## WHAT IS EXPECTED
Word for word, transcribe the listing that follows, minus any pictures.

## GIVEN RECORDS

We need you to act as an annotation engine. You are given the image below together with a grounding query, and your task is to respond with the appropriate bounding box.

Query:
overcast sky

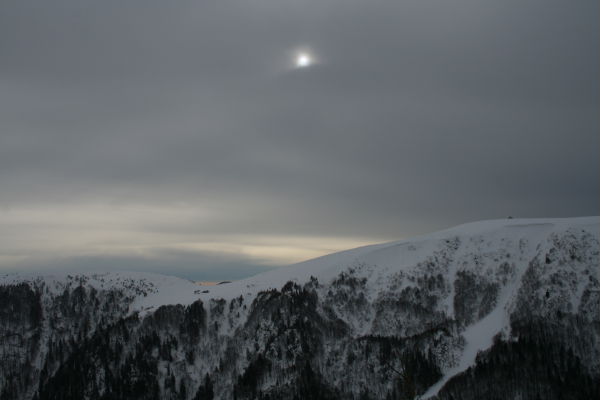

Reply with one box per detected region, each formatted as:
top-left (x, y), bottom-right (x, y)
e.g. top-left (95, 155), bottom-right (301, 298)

top-left (1, 0), bottom-right (598, 280)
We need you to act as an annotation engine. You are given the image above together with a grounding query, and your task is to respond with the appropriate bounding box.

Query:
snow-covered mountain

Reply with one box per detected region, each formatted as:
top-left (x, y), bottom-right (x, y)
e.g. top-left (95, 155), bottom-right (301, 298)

top-left (1, 217), bottom-right (598, 400)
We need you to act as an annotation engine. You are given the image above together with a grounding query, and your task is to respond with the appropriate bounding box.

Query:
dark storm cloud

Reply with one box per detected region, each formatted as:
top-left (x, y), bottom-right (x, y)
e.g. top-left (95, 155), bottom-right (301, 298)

top-left (0, 0), bottom-right (598, 277)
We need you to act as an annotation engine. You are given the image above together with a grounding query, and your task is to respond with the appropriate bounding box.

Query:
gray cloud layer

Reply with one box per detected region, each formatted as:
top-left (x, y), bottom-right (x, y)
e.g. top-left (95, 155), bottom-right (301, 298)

top-left (1, 0), bottom-right (598, 279)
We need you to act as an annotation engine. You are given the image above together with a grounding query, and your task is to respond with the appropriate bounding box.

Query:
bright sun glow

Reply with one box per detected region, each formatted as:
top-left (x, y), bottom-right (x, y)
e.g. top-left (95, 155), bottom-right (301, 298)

top-left (295, 53), bottom-right (312, 68)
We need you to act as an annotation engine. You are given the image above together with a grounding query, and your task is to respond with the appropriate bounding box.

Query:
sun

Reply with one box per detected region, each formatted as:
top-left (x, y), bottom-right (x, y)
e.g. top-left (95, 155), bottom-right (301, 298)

top-left (295, 52), bottom-right (312, 68)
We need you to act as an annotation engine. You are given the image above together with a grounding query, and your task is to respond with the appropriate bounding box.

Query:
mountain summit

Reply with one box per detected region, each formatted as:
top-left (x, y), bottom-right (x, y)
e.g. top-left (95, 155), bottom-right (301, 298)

top-left (1, 217), bottom-right (598, 399)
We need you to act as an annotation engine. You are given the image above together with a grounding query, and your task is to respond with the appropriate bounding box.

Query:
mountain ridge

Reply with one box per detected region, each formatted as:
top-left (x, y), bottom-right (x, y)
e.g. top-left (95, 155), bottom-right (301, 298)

top-left (1, 216), bottom-right (598, 399)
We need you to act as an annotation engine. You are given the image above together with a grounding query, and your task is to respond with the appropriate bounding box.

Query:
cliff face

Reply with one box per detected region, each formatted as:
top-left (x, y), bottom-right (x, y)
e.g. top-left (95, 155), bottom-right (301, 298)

top-left (1, 218), bottom-right (598, 400)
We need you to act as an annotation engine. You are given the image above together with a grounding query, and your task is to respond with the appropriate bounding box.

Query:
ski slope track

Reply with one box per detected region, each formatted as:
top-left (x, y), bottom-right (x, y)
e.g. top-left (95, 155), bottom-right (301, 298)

top-left (1, 217), bottom-right (598, 400)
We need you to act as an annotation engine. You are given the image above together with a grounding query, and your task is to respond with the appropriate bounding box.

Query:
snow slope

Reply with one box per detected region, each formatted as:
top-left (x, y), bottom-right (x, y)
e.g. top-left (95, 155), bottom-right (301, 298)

top-left (197, 216), bottom-right (598, 300)
top-left (5, 216), bottom-right (593, 310)
top-left (0, 270), bottom-right (202, 317)
top-left (1, 216), bottom-right (598, 400)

## SOLVED PROBLEM
We need you to act as an annotation engine. You are given the image below together with a grounding query, and your task is to respond with the appropriate bounding box.

Query:
overcast sky


Reply with one box per detected region, each formatted as:
top-left (x, y), bottom-right (x, y)
e.g. top-left (95, 155), bottom-right (301, 298)

top-left (1, 0), bottom-right (598, 280)
We need you to act as an annotation engine. You are given the image above together with a grounding query, and your task is to respond with the appropriate bounding box.

Query:
snow-covered mountain

Reply with one box per detected region, each formatted as:
top-left (x, y), bottom-right (x, y)
e.g. top-left (95, 155), bottom-right (301, 298)

top-left (1, 217), bottom-right (598, 400)
We need you to act as an annotation engine. You are given the image above together with a grounding query, and your task is to respond with the appropriate bounding box.

Query:
dark storm cloud

Reply with one box per detected region, each formatted as:
top-left (x, y), bottom-right (x, y)
e.g. top-left (95, 155), bottom-right (301, 298)

top-left (0, 0), bottom-right (598, 277)
We need you to act as an annotation engine. You are given the image above together with a grounding query, and your task is to respond with the appropriate bounding box.

Query:
gray cloud layer

Reply with one box per detected region, each formatted as:
top-left (x, y), bottom-right (x, y)
e.g. top-left (95, 155), bottom-right (301, 298)

top-left (1, 0), bottom-right (598, 279)
We need you to act as an annotation engine. You are given the image above together with a grounding query, and your task is to respond with the appropriate bounding box.

Query:
bright sun glow

Reply with one box per detected region, each formatted as:
top-left (x, y), bottom-right (x, y)
e.g. top-left (95, 155), bottom-right (301, 298)

top-left (295, 53), bottom-right (312, 68)
We need you to act as an annotation engine. You are given the image above together with a grounding query, and your task is to respond with the appropriate bounding box.

Query:
sun

Reply with one box per detected region, each formatted as:
top-left (x, y), bottom-right (x, y)
e.g. top-left (95, 155), bottom-right (301, 298)

top-left (295, 52), bottom-right (312, 68)
We need you to act as an annotation engine. You are given the image above together with a grounding query, and your task is to respond with the appropriate bounding box.

Query:
mountain summit

Reply with one box per detected region, each formatted as:
top-left (x, y), bottom-right (x, y)
e.g. top-left (95, 155), bottom-right (301, 298)

top-left (1, 217), bottom-right (598, 399)
We need you to act as an annotation engine. You are given the image above together with a grounding query, and your task is to respond with the appropriate bounding box.

Query:
mountain ridge

Reply with one box per detected region, each formatted as:
top-left (x, y), bottom-right (x, y)
e.g. top-left (95, 155), bottom-right (301, 298)

top-left (1, 216), bottom-right (598, 399)
We need you to act as an annotation engine. You are given the image above together with a grounding query, and your task is to respond with the appropriate bounding box.

Query:
cliff face

Reply with one box per detected region, each formatted as:
top-left (x, y), bottom-right (x, y)
e.g. top-left (95, 155), bottom-right (301, 298)

top-left (1, 218), bottom-right (598, 400)
We need you to act as an annotation engine. You are given the image above together with a grounding query, and your task is to respond with the appropriate bounding box.

Query:
ski slope track

Reply with one box per detected region, each formatted as:
top-left (x, y), bottom-right (x, y)
e.g. top-left (95, 155), bottom-right (301, 298)

top-left (1, 217), bottom-right (598, 400)
We need you to act as an annotation engine. You are given the image above together with a grounding query, and your task is to respond with the appropriate bounding box.

Query:
snow slope

Reply with one box per detected region, each formatted as:
top-left (x, y), bottom-right (x, y)
e.g. top-left (95, 155), bottom-right (301, 298)

top-left (197, 216), bottom-right (598, 300)
top-left (5, 216), bottom-right (593, 310)
top-left (0, 270), bottom-right (202, 317)
top-left (1, 216), bottom-right (598, 400)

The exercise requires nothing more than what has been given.